If any one has been following me on Twitter, you may have noticed that I’ve been talking a lot about a move to Los Angeles. Well, it’s true. On May 28th I will say “goodbye” to Virginia and say “Hello” to California. I’ve gotten an amazing opportunity to intern with a company by the name of Machine Shop Marketing. It is a boutique marketing agency in Beverly Hills, their clients range from MTV to Hollywood Records. This is such an amazing opportunity and I am so excited.
It’s very scary for me, sitting in my apartment in Richmond, VA where I’ve been for the last 5 years, thinking about living over 3,000 miles away from my friends and family. I look around at my friends and I wonder how many people will keep in touch with me when I move or who will be the first to visit, if any of them. I wish them all the best of luck with what they chose to do. I know that I would not be able to live in Richmond after graduating. I am the type of person that loves change, welcomes change, and by god NEEDS it.
The last 5 years of school have been a roller coaster. At 17 years old (yes 17 years old) I arrived at VCU fresh- faced and full of ambition. I had no expectations and no plans, all I knew was this was a new chapter of my life and I couldn’t wait to get started. By the end of my 4th year I was ready get. out. Oh my, was I ready to leave. Leave and do what? Psh, who new. I wanted to travel, move to NYC, LA, Australia, or Canada, I needed to do something.
Luckily, in February a lot of people that I follow on Twitter, kept “retweeting” a link to an entertainment internship. I was like “What the hell is this, why is it everywhere?!” I clicked on it, read it and decided I had absolutely nothing to lose, so I was going to apply for it. It just so happens that I was going out to visit my Aunt in Dana Point, CA during the month of March so I offered my time if they wanted to meet with me. Sure enough about 2 weeks later I get an e-mail back saying they would love to meet with me. I was ecstatic to say the least.

--- Written task 1 ---
Translate this sentence from the blog post about moving to Los Angeles into Spanish: "I know that I would not be able to live in Richmond after graduating."

--- Listed records ---
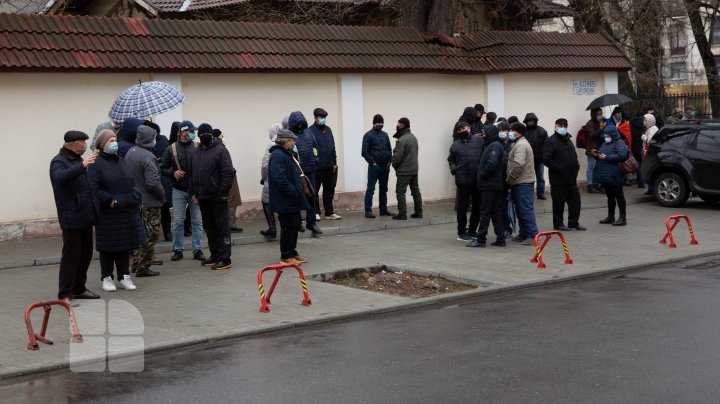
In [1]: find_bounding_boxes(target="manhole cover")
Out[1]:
[309,265,480,299]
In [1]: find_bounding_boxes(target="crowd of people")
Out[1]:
[50,100,676,306]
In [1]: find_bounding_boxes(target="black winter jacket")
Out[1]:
[448,135,484,186]
[88,152,145,252]
[362,127,392,166]
[542,133,580,185]
[308,124,337,170]
[160,141,198,191]
[477,129,507,191]
[50,148,99,230]
[188,139,235,201]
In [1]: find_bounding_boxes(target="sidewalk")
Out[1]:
[0,188,720,378]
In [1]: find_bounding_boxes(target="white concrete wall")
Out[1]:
[0,72,616,227]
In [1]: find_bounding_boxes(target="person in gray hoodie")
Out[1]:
[125,125,165,275]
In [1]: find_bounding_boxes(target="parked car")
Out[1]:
[642,119,720,207]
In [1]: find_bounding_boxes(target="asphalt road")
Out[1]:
[0,256,720,403]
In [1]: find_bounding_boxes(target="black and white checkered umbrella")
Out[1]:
[108,81,185,121]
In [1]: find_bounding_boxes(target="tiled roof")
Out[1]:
[0,14,630,74]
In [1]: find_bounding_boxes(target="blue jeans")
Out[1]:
[585,156,597,186]
[510,184,538,238]
[365,164,390,213]
[173,188,202,254]
[535,163,545,196]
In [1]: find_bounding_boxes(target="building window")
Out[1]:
[668,24,687,55]
[670,63,686,80]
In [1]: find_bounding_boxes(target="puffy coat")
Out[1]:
[362,127,392,165]
[308,124,337,170]
[593,126,628,187]
[160,141,198,191]
[288,111,318,175]
[50,148,100,230]
[125,126,165,208]
[507,136,535,186]
[448,135,484,186]
[268,145,310,213]
[543,133,580,185]
[188,138,235,201]
[523,112,548,164]
[477,125,507,191]
[88,152,145,252]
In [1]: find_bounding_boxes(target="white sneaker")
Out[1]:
[103,276,117,292]
[120,275,137,290]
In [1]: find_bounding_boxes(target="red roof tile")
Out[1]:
[0,14,630,74]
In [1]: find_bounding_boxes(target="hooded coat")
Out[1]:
[288,111,318,176]
[523,112,548,164]
[477,125,507,191]
[260,123,282,204]
[125,125,165,208]
[117,118,143,157]
[593,125,628,187]
[88,152,145,252]
[543,132,580,185]
[448,135,484,187]
[50,147,100,231]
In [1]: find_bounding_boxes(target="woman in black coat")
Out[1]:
[88,131,145,292]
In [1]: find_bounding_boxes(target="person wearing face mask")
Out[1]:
[361,114,394,219]
[392,118,422,220]
[466,124,507,247]
[506,122,538,245]
[50,130,100,307]
[308,108,342,220]
[188,123,235,270]
[267,129,310,265]
[90,119,123,151]
[592,125,628,226]
[543,118,585,231]
[126,125,165,278]
[160,121,205,261]
[523,112,548,200]
[498,121,517,239]
[448,122,483,241]
[88,133,146,292]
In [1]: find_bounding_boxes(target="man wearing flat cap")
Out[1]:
[542,118,585,231]
[50,130,100,307]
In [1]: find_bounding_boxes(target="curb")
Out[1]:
[0,246,720,380]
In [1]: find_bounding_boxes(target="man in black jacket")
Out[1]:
[523,112,548,200]
[50,130,100,307]
[160,121,205,261]
[448,122,483,241]
[467,125,507,247]
[362,114,394,219]
[542,118,585,231]
[188,123,235,270]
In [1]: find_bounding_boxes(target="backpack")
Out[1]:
[575,126,587,149]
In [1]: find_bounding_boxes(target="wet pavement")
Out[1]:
[0,256,720,403]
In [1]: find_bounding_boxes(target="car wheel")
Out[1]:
[700,194,720,204]
[654,173,690,208]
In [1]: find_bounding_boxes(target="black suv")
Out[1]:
[642,119,720,207]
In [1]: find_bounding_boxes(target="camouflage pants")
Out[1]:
[133,207,162,271]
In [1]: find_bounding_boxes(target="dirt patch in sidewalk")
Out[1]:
[325,267,477,299]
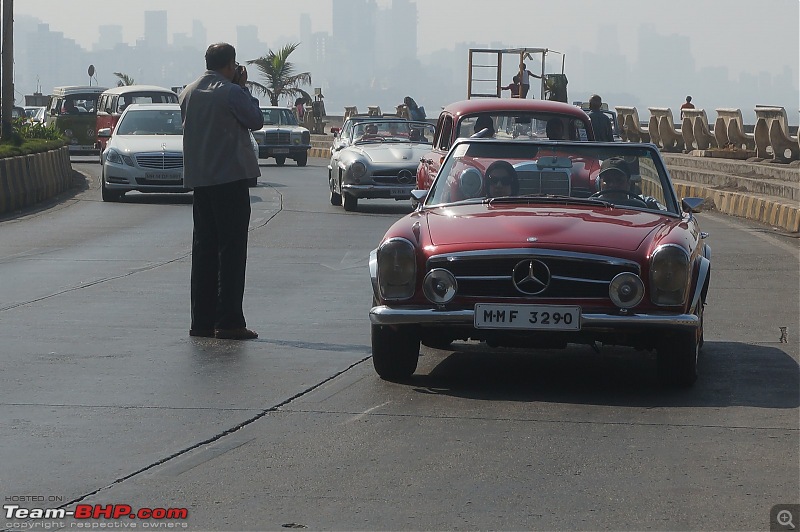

--- Written task 2 ---
Find every line in the records that contains the word "coat", and copy each one.

--- Correct result 1 ---
Sé que no podría vivir en Richmond después de graduarme.

--- Correct result 2 ---
In [1]: find_bounding_boxes(target="puffy coat")
In [1]: find_bounding_boxes(target="hooded coat")
In [1]: find_bounding_boxes(target="woman in black coat")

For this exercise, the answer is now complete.